** Start **

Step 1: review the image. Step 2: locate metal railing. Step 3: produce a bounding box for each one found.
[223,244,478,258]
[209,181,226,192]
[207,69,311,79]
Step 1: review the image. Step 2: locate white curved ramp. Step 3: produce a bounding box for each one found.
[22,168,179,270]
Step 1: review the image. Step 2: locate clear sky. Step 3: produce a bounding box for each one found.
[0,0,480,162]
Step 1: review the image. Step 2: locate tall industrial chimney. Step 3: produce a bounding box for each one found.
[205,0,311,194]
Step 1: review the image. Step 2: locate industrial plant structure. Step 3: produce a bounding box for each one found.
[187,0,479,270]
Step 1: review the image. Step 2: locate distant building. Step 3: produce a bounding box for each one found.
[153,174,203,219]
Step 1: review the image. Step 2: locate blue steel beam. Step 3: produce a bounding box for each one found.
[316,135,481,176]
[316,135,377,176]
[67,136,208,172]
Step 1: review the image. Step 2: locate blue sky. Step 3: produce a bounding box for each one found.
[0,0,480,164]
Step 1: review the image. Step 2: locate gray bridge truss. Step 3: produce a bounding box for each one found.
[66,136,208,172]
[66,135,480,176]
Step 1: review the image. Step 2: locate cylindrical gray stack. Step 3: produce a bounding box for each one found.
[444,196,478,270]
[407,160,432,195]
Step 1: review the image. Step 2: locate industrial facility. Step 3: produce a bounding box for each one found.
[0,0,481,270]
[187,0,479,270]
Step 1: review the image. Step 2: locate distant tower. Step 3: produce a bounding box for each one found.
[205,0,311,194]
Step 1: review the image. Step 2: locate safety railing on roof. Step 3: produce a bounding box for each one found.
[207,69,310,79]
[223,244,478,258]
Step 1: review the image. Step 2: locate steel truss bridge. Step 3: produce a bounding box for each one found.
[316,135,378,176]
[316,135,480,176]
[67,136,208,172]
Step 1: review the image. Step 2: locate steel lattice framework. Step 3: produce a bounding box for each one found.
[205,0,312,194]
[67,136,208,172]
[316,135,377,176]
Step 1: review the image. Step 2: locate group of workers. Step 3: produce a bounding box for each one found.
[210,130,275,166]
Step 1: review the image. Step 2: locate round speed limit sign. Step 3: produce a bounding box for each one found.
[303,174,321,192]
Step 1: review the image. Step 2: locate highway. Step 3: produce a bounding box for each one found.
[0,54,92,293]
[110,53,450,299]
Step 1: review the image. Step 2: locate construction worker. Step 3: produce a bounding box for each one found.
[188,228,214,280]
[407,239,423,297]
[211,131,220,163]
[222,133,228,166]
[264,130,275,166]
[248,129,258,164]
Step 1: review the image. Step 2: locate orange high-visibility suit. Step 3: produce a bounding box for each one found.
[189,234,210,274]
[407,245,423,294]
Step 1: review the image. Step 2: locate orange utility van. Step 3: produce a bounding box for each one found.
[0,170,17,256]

** End **

Directions for this task - Turn the items above into a numbered list, leaving out any blank lines.

Exercise output -
1. Step 1: review the image. Step 2: locate metal railing. Step 3: produce a bounding box for each one found.
2. [223,244,478,258]
3. [209,181,226,192]
4. [207,69,311,79]
5. Step 1: review the image. Step 2: locate white curved ramp. Step 3: produce a bounding box for each one found.
6. [22,168,179,270]
7. Step 1: review the image. Step 2: locate clear sky. Step 3: produce a bounding box for each one found.
8. [0,0,480,162]
9. Step 1: review the image. Step 2: locate tall industrial chimney. Step 3: produce a bounding box for each one found.
10. [205,0,311,194]
11. Step 1: review the image. Step 2: locate industrial plant structure. Step 3: produce a bounding box for each one found.
12. [187,0,479,270]
13. Step 1: review the image. Step 2: locate distant building. Step 3: produce a bounding box for each one found.
14. [153,174,203,219]
15. Step 1: review the image. Step 2: locate blue steel beam. Step 3: produce a bounding box for each one found.
16. [316,135,481,176]
17. [316,135,377,176]
18. [67,136,208,172]
19. Step 1: review the image. Step 2: locate blue sky. Step 3: produce a bounding box for each one found.
20. [0,0,480,164]
21. Step 1: review the image. Step 2: locate gray bridge truss. Step 3: produce a bounding box for each one found.
22. [66,136,208,172]
23. [66,135,480,176]
24. Step 1: review the image. Step 2: locate cylindrical gray stack. Step 3: produce a bounding box for each one found.
25. [444,196,478,270]
26. [407,160,432,195]
27. Step 1: review the image. Step 2: locate industrial facility. Step 3: produce a bounding box for each one found.
28. [0,0,481,270]
29. [187,0,479,270]
30. Step 1: review the image. Step 2: locate distant tower. Step 3: produce a bounding box for each one found.
31. [205,0,311,194]
32. Step 1: review the image. Step 2: locate safety railing on roof. Step 3: produce a bounding box for each one found.
33. [207,69,310,79]
34. [223,244,478,258]
35. Step 1: review the image. Step 2: locate steel truss bridge. Step 3: produce a bounding box for each one found.
36. [316,135,378,176]
37. [316,135,480,176]
38. [67,136,208,172]
39. Step 1: review the image. Step 2: locate steel lattice framework. Step 3: produce a bounding box for each one found.
40. [205,0,312,194]
41. [67,136,208,172]
42. [316,135,377,176]
43. Step 1: review the image. Step 2: locate group of workers. Step 3: produce a bounding box for each one found.
44. [210,130,275,166]
45. Step 1: review the image. Step 2: locate round speed limit sign. Step 3: produce a bounding box for each one found.
46. [303,174,321,192]
47. Step 1: review the image. Step 2: locate highway. Step 3: produce a bounding box for each one found.
48. [0,54,92,293]
49. [110,53,450,299]
50. Step 1: review the image. Step 2: locate construction worker. Step 3: produce a bounding box for each one found.
51. [188,228,214,280]
52. [407,239,423,297]
53. [211,131,220,163]
54. [222,133,228,166]
55. [264,130,275,166]
56. [248,129,258,164]
57. Step 1: review the image. Step 2: locate orange high-visibility suit. Step 3: produce a bounding box for each one found.
58. [189,234,210,274]
59. [407,245,423,294]
60. Step 1: review the image. Step 2: locate orange utility van. Step 3: produce a bounding box for each one found.
61. [0,170,17,256]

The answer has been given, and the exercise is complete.